Exercise aim
Write out all of the material below line for line, keeping every character unchanged.

━━ Provided data

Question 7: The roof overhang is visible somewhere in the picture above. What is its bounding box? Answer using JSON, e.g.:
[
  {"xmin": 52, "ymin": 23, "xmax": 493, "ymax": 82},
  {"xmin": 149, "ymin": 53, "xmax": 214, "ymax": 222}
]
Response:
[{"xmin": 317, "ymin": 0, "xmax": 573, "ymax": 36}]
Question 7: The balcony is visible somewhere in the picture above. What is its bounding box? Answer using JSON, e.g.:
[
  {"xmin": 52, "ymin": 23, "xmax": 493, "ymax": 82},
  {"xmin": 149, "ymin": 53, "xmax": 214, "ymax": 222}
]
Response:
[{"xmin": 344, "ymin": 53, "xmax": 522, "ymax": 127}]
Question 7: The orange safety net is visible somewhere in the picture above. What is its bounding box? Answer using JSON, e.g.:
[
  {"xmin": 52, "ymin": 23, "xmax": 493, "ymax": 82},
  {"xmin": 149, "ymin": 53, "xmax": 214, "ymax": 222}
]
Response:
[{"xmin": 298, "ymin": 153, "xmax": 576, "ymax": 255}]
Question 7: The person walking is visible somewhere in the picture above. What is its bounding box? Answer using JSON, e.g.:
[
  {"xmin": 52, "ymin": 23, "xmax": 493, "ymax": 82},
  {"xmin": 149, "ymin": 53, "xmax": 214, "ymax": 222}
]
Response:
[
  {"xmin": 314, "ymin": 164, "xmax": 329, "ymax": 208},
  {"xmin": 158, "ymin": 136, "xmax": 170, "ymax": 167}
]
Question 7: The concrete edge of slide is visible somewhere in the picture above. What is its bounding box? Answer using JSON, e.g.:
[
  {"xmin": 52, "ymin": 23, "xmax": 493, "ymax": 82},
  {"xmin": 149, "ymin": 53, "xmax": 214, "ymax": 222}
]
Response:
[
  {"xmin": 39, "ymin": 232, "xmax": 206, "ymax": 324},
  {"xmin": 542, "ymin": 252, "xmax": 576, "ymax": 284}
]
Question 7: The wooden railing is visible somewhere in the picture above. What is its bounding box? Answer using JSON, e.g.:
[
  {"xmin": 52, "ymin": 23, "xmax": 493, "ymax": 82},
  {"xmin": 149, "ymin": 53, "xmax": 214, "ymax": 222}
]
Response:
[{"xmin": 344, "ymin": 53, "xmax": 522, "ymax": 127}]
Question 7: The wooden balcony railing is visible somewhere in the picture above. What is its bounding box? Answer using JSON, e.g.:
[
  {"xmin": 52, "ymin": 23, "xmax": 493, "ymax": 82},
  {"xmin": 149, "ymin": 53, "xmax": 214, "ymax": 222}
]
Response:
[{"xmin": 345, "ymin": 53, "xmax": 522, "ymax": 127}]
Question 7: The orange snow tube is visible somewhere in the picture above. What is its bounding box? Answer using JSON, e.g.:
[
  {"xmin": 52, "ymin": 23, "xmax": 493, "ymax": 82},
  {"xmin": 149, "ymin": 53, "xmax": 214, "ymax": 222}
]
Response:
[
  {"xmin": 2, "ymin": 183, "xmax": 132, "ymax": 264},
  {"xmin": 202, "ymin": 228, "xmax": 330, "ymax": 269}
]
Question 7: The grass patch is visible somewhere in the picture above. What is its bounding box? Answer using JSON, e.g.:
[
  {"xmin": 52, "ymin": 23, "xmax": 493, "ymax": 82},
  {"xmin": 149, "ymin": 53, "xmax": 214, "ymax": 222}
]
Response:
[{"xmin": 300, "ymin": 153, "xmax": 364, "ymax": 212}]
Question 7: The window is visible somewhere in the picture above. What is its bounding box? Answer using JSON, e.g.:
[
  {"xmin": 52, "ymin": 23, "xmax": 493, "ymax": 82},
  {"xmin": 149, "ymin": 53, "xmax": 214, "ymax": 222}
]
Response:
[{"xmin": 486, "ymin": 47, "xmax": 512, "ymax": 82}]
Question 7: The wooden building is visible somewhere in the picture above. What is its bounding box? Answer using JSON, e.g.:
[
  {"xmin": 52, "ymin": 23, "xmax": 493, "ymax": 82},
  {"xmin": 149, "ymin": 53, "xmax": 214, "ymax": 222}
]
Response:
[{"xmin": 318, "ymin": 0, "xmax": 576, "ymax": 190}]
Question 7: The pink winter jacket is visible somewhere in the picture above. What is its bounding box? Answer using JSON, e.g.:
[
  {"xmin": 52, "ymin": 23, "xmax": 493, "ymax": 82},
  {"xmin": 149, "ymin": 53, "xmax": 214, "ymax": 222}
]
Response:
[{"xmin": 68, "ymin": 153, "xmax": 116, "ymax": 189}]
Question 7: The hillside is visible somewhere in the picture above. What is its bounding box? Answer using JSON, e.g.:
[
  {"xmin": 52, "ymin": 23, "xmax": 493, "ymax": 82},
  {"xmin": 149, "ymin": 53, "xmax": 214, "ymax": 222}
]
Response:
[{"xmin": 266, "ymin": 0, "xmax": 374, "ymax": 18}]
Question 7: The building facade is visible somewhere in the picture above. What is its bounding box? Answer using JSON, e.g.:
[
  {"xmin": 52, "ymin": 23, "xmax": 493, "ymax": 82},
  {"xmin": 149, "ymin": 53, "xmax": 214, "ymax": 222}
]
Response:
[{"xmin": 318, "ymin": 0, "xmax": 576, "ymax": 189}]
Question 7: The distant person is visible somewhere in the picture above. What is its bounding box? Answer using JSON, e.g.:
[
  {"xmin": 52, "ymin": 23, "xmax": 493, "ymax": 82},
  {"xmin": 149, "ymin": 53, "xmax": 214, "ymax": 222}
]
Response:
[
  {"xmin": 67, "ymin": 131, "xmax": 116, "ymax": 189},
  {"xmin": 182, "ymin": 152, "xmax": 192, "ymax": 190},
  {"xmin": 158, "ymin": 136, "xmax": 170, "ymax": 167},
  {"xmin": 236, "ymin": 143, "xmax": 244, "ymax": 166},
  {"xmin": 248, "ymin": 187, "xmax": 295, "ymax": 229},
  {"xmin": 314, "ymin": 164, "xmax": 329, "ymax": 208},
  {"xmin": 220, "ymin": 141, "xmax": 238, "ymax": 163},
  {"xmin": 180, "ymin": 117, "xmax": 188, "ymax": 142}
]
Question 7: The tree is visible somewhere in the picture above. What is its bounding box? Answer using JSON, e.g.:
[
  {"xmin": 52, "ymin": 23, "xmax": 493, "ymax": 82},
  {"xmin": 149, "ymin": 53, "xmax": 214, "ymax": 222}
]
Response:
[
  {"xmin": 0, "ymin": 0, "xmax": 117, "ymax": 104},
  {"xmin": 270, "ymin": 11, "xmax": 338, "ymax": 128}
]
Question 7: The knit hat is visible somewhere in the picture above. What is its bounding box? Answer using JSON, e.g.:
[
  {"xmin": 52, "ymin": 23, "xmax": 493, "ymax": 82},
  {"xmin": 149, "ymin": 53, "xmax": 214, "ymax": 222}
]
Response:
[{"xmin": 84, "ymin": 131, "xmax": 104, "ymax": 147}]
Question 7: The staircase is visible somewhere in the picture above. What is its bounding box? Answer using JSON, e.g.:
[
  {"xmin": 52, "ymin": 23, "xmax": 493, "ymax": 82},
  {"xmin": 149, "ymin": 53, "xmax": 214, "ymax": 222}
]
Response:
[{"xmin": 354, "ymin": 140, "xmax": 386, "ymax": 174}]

━━━━

Worked answer
Question 7: The roof overhang is visible somewhere in the picture above. What is its bounding box? Answer using JSON, e.g.:
[
  {"xmin": 52, "ymin": 23, "xmax": 493, "ymax": 82},
  {"xmin": 149, "ymin": 53, "xmax": 214, "ymax": 222}
]
Response:
[{"xmin": 317, "ymin": 0, "xmax": 573, "ymax": 36}]
Question 7: The balcony is visible somewhere in the picture above. What is its bounding box? Answer using JSON, e.g.:
[
  {"xmin": 52, "ymin": 23, "xmax": 493, "ymax": 82},
  {"xmin": 149, "ymin": 53, "xmax": 214, "ymax": 222}
]
Response:
[{"xmin": 344, "ymin": 53, "xmax": 522, "ymax": 127}]
Question 7: The orange safety net is visible somewhere in the picture above. What is its bounding box? Answer using JSON, e.g.:
[
  {"xmin": 52, "ymin": 23, "xmax": 493, "ymax": 82},
  {"xmin": 149, "ymin": 53, "xmax": 214, "ymax": 222}
]
Response:
[{"xmin": 298, "ymin": 153, "xmax": 576, "ymax": 255}]
Question 7: The person walking is visible somewhere in the picture above. What is its bounding box? Answer using JSON, e.g.:
[
  {"xmin": 52, "ymin": 23, "xmax": 493, "ymax": 82},
  {"xmin": 149, "ymin": 53, "xmax": 214, "ymax": 222}
]
Response:
[
  {"xmin": 314, "ymin": 164, "xmax": 329, "ymax": 208},
  {"xmin": 158, "ymin": 136, "xmax": 170, "ymax": 167}
]
Question 7: The concrete edge of slide is visible somewhere in the picture above. What is its bounding box? Answer using JSON, e.g.:
[
  {"xmin": 52, "ymin": 23, "xmax": 493, "ymax": 82},
  {"xmin": 149, "ymin": 53, "xmax": 214, "ymax": 222}
]
Response:
[
  {"xmin": 39, "ymin": 232, "xmax": 206, "ymax": 324},
  {"xmin": 542, "ymin": 252, "xmax": 576, "ymax": 284}
]
Question 7: The wooden railing is visible somewhere in the picture above. What is its bounding box? Answer using JSON, e.g.:
[
  {"xmin": 52, "ymin": 23, "xmax": 493, "ymax": 82},
  {"xmin": 149, "ymin": 53, "xmax": 214, "ymax": 222}
]
Response:
[{"xmin": 344, "ymin": 53, "xmax": 522, "ymax": 127}]
Question 7: The wooden balcony railing is visible somewhere in the picture above. What is its bounding box? Answer using JSON, e.g.:
[
  {"xmin": 52, "ymin": 23, "xmax": 493, "ymax": 82},
  {"xmin": 149, "ymin": 53, "xmax": 214, "ymax": 222}
]
Response:
[{"xmin": 345, "ymin": 53, "xmax": 522, "ymax": 127}]
Question 7: The orange snow tube is visible somewhere in the picture above. What is its bounding box? Answer using JSON, e.g.:
[
  {"xmin": 52, "ymin": 23, "xmax": 493, "ymax": 82},
  {"xmin": 149, "ymin": 53, "xmax": 214, "ymax": 222}
]
Response:
[
  {"xmin": 2, "ymin": 183, "xmax": 132, "ymax": 264},
  {"xmin": 202, "ymin": 228, "xmax": 330, "ymax": 269}
]
Question 7: The grass patch is visible somewhere in the picture above. What is its bounding box? Answer using JSON, e.g.:
[
  {"xmin": 52, "ymin": 23, "xmax": 493, "ymax": 82},
  {"xmin": 149, "ymin": 53, "xmax": 214, "ymax": 222}
]
Response:
[{"xmin": 300, "ymin": 153, "xmax": 364, "ymax": 212}]
Question 7: The window is visible somewhere in the picture above. What is its bounding box? Answer using JSON, e.g.:
[
  {"xmin": 52, "ymin": 23, "xmax": 493, "ymax": 82},
  {"xmin": 149, "ymin": 53, "xmax": 214, "ymax": 222}
]
Response:
[{"xmin": 486, "ymin": 47, "xmax": 512, "ymax": 82}]
Question 7: The wooden building is visible somewhere in the picture above. What is its bounding box? Answer using JSON, e.g.:
[
  {"xmin": 52, "ymin": 23, "xmax": 493, "ymax": 82},
  {"xmin": 149, "ymin": 53, "xmax": 214, "ymax": 222}
]
Response:
[{"xmin": 318, "ymin": 0, "xmax": 576, "ymax": 190}]
Question 7: The pink winter jacket is visible somewhere in the picture above. What is its bounding box? Answer using JSON, e.g.:
[
  {"xmin": 52, "ymin": 23, "xmax": 493, "ymax": 82},
  {"xmin": 149, "ymin": 53, "xmax": 214, "ymax": 222}
]
Response:
[{"xmin": 68, "ymin": 153, "xmax": 116, "ymax": 189}]
Question 7: The hillside is visible somewhere in the picture above. What is its bounding box? Answer using JSON, e.g.:
[
  {"xmin": 52, "ymin": 23, "xmax": 493, "ymax": 82},
  {"xmin": 149, "ymin": 53, "xmax": 214, "ymax": 222}
]
Response:
[{"xmin": 266, "ymin": 0, "xmax": 374, "ymax": 18}]
Question 7: The building facade is visible somewhere in the picture above. What is its bounding box? Answer using JSON, e.g.:
[
  {"xmin": 52, "ymin": 23, "xmax": 493, "ymax": 82},
  {"xmin": 149, "ymin": 53, "xmax": 214, "ymax": 222}
]
Response:
[{"xmin": 318, "ymin": 0, "xmax": 576, "ymax": 189}]
Question 7: The distant person is visible somewhere in the picture above. What is its bounding box? Answer using JSON, e.g.:
[
  {"xmin": 52, "ymin": 23, "xmax": 493, "ymax": 82},
  {"xmin": 149, "ymin": 53, "xmax": 214, "ymax": 222}
]
Response:
[
  {"xmin": 67, "ymin": 131, "xmax": 116, "ymax": 189},
  {"xmin": 182, "ymin": 152, "xmax": 192, "ymax": 190},
  {"xmin": 158, "ymin": 136, "xmax": 170, "ymax": 167},
  {"xmin": 236, "ymin": 143, "xmax": 244, "ymax": 166},
  {"xmin": 248, "ymin": 187, "xmax": 295, "ymax": 229},
  {"xmin": 314, "ymin": 164, "xmax": 329, "ymax": 208},
  {"xmin": 220, "ymin": 141, "xmax": 238, "ymax": 163},
  {"xmin": 180, "ymin": 117, "xmax": 188, "ymax": 142}
]
Question 7: The tree is visible somewhere in the picture above. What is its bounding box? Answer using JSON, e.g.:
[
  {"xmin": 52, "ymin": 23, "xmax": 493, "ymax": 82},
  {"xmin": 149, "ymin": 53, "xmax": 214, "ymax": 222}
]
Response:
[
  {"xmin": 0, "ymin": 0, "xmax": 117, "ymax": 104},
  {"xmin": 270, "ymin": 11, "xmax": 338, "ymax": 128}
]
Question 7: The knit hat is visible somewhere in the picture above. What is its bounding box? Answer using JSON, e.g.:
[
  {"xmin": 52, "ymin": 23, "xmax": 493, "ymax": 82},
  {"xmin": 149, "ymin": 53, "xmax": 214, "ymax": 222}
]
Response:
[{"xmin": 84, "ymin": 131, "xmax": 104, "ymax": 147}]
Question 7: The staircase is visible somewhere in the picture above. What is its bounding box? Answer using JSON, e.g.:
[
  {"xmin": 52, "ymin": 23, "xmax": 493, "ymax": 82},
  {"xmin": 149, "ymin": 53, "xmax": 214, "ymax": 222}
]
Response:
[{"xmin": 354, "ymin": 140, "xmax": 386, "ymax": 174}]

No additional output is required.